Gesundheitspolitik

Neue Sicherheitslücken bei der eGK

Ärzteschaft uneins über die Zukunft der elektronischen Gesundheitskarte

Berlin (lk/ks). Bei der geplanten elektronischen Gesundheitskarte (eGK) gibt es offenbar eine neue Sicherheitslücke. Computer-Hacker könnten im schlimmsten Fall sensible Patientendaten ausspähen, meldete letzte Woche der "Münchner Merkur" unter Berufung auf einen ihm vorliegenden internen Bericht der Betreibergesellschaft Gematik. Ärzteverbände bestätigten dies.

Bei Routineuntersuchungen sei festgestellt worden, dass es über Ärzte-Terminals für Hacker theoretisch möglich ist, von außen an die PIN des Arztes zu gelangen. Allerdings müssten sie zudem in den Besitz des Heilberufeausweises des Arztes gelangen, damit tatsächlich Geschäfte in dessen Namen getätigt werden könnten. Bislang sei die Schwachstelle folgenlos geblieben, erklärten die Kassenärztliche Bundesvereinigung (KBV), Kassenzahnärztliche Bundesvereinigung (KZBV), die Bundesärztekammer (BÄK) und die Bundeszahnärztekammer (BZÄK). Auch seien Patientendaten nicht betroffen. Dennoch fordern die Ärzteorganisationen von den Herstellern der Kartenterminals, diese Schwachstelle umgehend zu beheben. Den Ärzten, Zahnärzten und Psychotherapeuten dürfen dadurch keine Zusatzkosten entstehen. Sollte sich abzeichnen, dass eine der beiden Bedingungen nicht erfüllt werden kann, müsse man einen Stopp des Basis-Rollouts der Terminals prüfen. Die Verbände gehen davon aus, dass die Schwachstelle mit einem Sicherheitsupdate ohne großen Aufwand zu schließen ist. Sie sehen sich nun in ihrer Einschätzung bestätigt, dass dem Datenschutz bei der eGK immer die höchste Priorität einzuräumen ist. "Die Richtigkeit des Leitsatzes ‚Qualität vor Schnelligkeit’ zeigt sich einmal mehr", so die Ärzteorganisationen.

------------------------------------

Gib den Text über die elektronische Gesundheitskarte wieder, beginnend bei "Ärzteschaft uneins über" und endend bei "Ärzteverbände bestätigten dies.", und tausche dabei "Computer-Hacker" gegen "Angreifer" aus. Die Zeilen stammen aus einer anderen Quelle als der Text.

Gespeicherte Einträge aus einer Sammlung
------------------------------------

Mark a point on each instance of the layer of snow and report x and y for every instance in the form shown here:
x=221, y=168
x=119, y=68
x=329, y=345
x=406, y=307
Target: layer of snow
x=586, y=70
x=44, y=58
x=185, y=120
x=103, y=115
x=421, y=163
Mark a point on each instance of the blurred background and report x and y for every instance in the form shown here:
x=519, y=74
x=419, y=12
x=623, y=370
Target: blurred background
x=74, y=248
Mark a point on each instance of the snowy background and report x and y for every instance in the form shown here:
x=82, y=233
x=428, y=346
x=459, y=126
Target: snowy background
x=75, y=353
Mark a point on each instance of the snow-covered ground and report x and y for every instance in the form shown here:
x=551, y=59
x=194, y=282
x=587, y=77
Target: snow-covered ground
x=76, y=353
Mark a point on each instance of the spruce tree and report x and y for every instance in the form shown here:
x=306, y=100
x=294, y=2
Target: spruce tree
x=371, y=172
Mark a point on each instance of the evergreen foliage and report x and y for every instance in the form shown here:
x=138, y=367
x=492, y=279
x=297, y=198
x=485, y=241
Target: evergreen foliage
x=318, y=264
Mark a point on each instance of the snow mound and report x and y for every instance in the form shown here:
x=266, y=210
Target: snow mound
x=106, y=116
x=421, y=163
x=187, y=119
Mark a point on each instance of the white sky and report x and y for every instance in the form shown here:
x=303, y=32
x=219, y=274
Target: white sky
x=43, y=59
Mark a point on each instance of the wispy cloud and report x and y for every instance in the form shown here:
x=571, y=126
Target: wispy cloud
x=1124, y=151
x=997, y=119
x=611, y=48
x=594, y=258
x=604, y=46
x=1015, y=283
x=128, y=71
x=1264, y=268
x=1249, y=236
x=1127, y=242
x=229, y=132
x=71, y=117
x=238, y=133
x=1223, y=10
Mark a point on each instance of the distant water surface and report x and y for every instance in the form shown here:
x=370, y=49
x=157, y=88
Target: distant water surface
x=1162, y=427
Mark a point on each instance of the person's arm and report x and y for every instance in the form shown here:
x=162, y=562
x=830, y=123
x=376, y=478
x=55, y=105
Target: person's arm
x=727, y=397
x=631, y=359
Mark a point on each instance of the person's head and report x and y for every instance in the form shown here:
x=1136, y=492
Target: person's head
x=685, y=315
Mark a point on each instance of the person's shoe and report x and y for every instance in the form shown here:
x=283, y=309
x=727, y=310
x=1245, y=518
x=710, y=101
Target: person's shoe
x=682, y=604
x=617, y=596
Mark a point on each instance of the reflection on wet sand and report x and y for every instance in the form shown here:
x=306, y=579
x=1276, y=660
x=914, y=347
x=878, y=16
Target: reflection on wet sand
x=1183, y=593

------------------------------------

| ANTWORTFELD |
Ärzteschaft uneins über die Zukunft der elektronischen Gesundheitskarte

Berlin (lk/ks). Bei der geplanten elektronischen Gesundheitskarte (eGK) gibt es offenbar eine neue Sicherheitslücke. Angreifer könnten im schlimmsten Fall sensible Patientendaten ausspähen, meldete letzte Woche der "Münchner Merkur" unter Berufung auf einen ihm vorliegenden internen Bericht der Betreibergesellschaft Gematik. Ärzteverbände bestätigten dies.